TEXT SHOWN =>
_ _ _

It’s such a perfect example, again, of this concept of social distance, right? I mean, the people like Robert Gnaizda and the folks at the Center for Responsible Lending down in North Carolina that were working among communities that were on the wrong end of the subprime crisis, right, that were seeing their homes foreclosed on, that were seeing equity stripped out, that were seeing these serial refinancings with fees and fees and fees–the folks working there started ringing the alarm bells in 2002, 2003, publishing reports saying, “We’re going have ten million foreclosures. This is going to be a totally disastrous thing.” And they were meeting with the Federal Reserve, and they were waving charts in their faces, right? They were giving them data. And the Federal Reserve didn’t act.
So the question is, why didn’t the Federal Reserve act? And there’s a whole bunch of complicated reasons. But I think, partly, at the core of it, is that they, the folks in the Federal Reserve–Frederic Mishkin; Ben Bernanke, who was a Fed governor, who was saying, “Don’t worry about subprime,” more or less; Alan Greenspan, the Fed chair–were just completely removed from the world in which subprime finance was metastasizing and wreaking havoc. And that removal allowed them to sort of go along doing what they were doing, doing the things that they thought were ideologically justified or justified by the data. When they were not embedded in that world. And the thought experiment I have in the book is, if Ben Bernanke or Alan Greenspan were in a neighborhood where this was happening, if they were walking down their street every morning and seeing the foreclosures signs, if they had a neighbor who had been through one of these serial refinancings and had all the equity stripped out and now faced foreclosure, I can’t help but think the Fed would have cracked down much earlier and with much more vigor.
Financial Elites
Interestingly enough, the hearings over Barclays before Parliament were much more rigorous and much more aggressive. And obviously the systems of campaign financing are quite different, which is not to say British politics doesn’t have its own problem with capture by banking interests. Part of the problem is that this kind of elite solidarity, this self-protection impulse, it stretches across the public and private sector, and it stretches across, in some ways, ideological lines. People are going to move on from being senators to go work at big corporate law firms in Washington, D.C., or lobbying firms that are going to represent those same interests.
The Libor Scandal (London InterBank Offered Rate)
The Libor scandal is a perfect example. We’re just hearing about this now, about this systematic rigging of rates that was happening. And we think now it wasn’t just Barclays–there’s an implication that we know about Barclays because they cooperated with the investigation– that the other banks were doing it, too. Something as routine as that, it’s hard to think, well, it was just cordoned off with the way that they were dealing with the Libor. No. I mean, I think it’s a natural thing to think that this was much more widespread. And the widespreadness of it and the fact that there hasn’t been criminal accountability makes efforts to pass regulatory reform–and, in fact, they have passed regulatory reform–much weaker, because accountability really matters. And accountability is something that doesn’t just come from regulation; it does come from the force of criminal law, as well. It comes from seeing your livelihood and life at stake in making decisions or in nurturing a culture in which decisions are made that are counter to the law. And I don’t think that–I think the absence of that accountability defeats much of the intent of regulatory reform. You have to have those two things together. CEOs, particularly, top bankers, people at trading desks, who are overseeing billions and billions of dollars, have to genuinely be worried that if they do something wrong, they will be held to account by the law. And right now, I think, if you look at the way the emails work, if look at the casualness with which the traders at Barclays are, in writing, rigging a rate and saying, “Thanks, bro. Good looking out. Let’s get a bottle of champagne,” these are not people that are afraid of accountability. I mean, you do not put that in an email if you’re afraid of accountability. If that’s the culture in finance–and I believe it is the culture in finance–in which there is no fear of reprisal, then you are going to get systematic wrongdoing.

_ _ _

Pointing lines =>

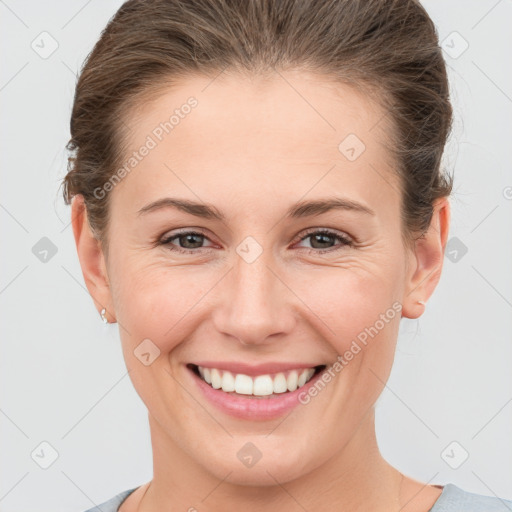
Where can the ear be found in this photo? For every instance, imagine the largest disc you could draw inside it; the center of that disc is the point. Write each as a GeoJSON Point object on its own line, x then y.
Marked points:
{"type": "Point", "coordinates": [426, 261]}
{"type": "Point", "coordinates": [92, 260]}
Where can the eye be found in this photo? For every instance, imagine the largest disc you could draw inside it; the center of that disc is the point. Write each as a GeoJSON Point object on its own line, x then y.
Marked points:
{"type": "Point", "coordinates": [322, 239]}
{"type": "Point", "coordinates": [189, 241]}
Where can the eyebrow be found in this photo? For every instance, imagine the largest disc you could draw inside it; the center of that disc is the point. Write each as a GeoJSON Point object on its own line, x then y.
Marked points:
{"type": "Point", "coordinates": [296, 211]}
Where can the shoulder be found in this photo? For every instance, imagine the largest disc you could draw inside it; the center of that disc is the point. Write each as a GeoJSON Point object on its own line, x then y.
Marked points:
{"type": "Point", "coordinates": [113, 503]}
{"type": "Point", "coordinates": [455, 499]}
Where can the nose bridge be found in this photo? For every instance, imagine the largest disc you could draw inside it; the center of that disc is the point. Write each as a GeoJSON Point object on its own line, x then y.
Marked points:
{"type": "Point", "coordinates": [253, 307]}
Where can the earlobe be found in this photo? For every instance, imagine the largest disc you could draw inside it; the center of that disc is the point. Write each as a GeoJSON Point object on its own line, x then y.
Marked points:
{"type": "Point", "coordinates": [91, 257]}
{"type": "Point", "coordinates": [426, 261]}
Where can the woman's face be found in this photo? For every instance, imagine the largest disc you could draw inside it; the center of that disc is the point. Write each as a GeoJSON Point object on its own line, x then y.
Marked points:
{"type": "Point", "coordinates": [257, 290]}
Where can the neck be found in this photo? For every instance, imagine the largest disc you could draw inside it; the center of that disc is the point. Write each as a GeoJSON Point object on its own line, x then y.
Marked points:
{"type": "Point", "coordinates": [357, 478]}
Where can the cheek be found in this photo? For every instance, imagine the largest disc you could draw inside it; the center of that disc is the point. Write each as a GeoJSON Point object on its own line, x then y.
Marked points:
{"type": "Point", "coordinates": [355, 302]}
{"type": "Point", "coordinates": [154, 301]}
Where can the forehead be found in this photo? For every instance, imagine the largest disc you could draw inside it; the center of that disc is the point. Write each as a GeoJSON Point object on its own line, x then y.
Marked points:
{"type": "Point", "coordinates": [244, 137]}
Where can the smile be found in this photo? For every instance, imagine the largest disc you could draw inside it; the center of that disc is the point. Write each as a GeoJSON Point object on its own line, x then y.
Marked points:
{"type": "Point", "coordinates": [258, 386]}
{"type": "Point", "coordinates": [253, 393]}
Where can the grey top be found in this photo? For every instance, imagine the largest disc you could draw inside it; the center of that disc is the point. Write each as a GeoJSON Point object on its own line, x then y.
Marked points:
{"type": "Point", "coordinates": [452, 499]}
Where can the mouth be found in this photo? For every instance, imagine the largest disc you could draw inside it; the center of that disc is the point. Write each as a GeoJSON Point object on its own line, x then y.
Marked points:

_ _ _

JOBS =>
**a.** List every person named in the text about the Federal Reserve and the Libor scandal.
**b.** Sum up the text about the Federal Reserve and the Libor scandal in two sentences.
**c.** Pick up the text about the Federal Reserve and the Libor scandal right after its last sentence and keep it going.

RESPONSES PER TASK =>
**a.** Robert Gnaizda, Frederic Mishkin, Ben Bernanke, Alan Greenspan

**b.** Groups such as the Center for Responsible Lending warned the Federal Reserve in 2002 and 2003, with reports and data, that subprime lending would bring mass foreclosures, but the Fed didn't act, which the speaker partly blames on its leaders being far removed from the communities being hurt. Turning to the Libor scandal, the speaker argues that the lack of criminal accountability for systematic rate rigging weakens regulatory reform and leaves a finance culture with no fear of reprisal.

**c.**
The Media
There’s a lot of distrust in the media itself. And when you have distrust in the mechanisms by which you even get information, it’s hard to stoke outrage, because people discount information that they hear. So, you know, there are a lot of folks who just don’t believe what, you know, might be reported on Democracy Now!, might even be reported in the New York Times, which is an establishment publication, because they’ve been told by the people they do trust–Glenn Beck or Rush Limbaugh–that those are completely untrustworthy sources. Part of the issue we have right now is that–and I’m going to sound a little bit like a nostalgic or a conservative here, but there is no common table that the American people come to. There just isn’t, for better or for worse. And I think there’s great things about that, about the death of the kind of broadcast era, and there’s troublesome things about that. But the fact is, the conversation that we have about public life, even the facts that we have at our disposal, the things that we learn day to day, there is no common table that we receive them from. We all get them from different places, increasingly balkanized. And that means, even when there is outrage, that outrage is specific in its targets and diffuse in different ways and in sometimes intention across these ideological lines.
Climate Change and The Elites
I think climate change is the biggest problem. It’s the biggest challenge we face. And it’s also a place where our inaction is the most dramatic, in some senses. People barely even give it lip service in the conversation in Washington, D.C., anymore. I mean, it’s just essentially evaporated from the conversation.
The problem with climate change that’s distinct in some ways is that it requires a certain level of mediation to take seriously. If you live in Youngstown, Ohio, which has a massively high unemployment rate, you don’t need anyone to tell you that unemployment is a problem in Youngstown, Ohio, because you see the empty stores, you see the people out of work, you know them, you are them, they’re in your family. If you’re in a neighborhood that has incredibly high crime rates, you don’t need anyone to tell you that high crime is a problem. You, yourself, have been victim. People you know have been victim. Climate works in a different way. We are not, as human beings, equipped to just perceive what is essentially an imperceptible gradual rise in global average temperature.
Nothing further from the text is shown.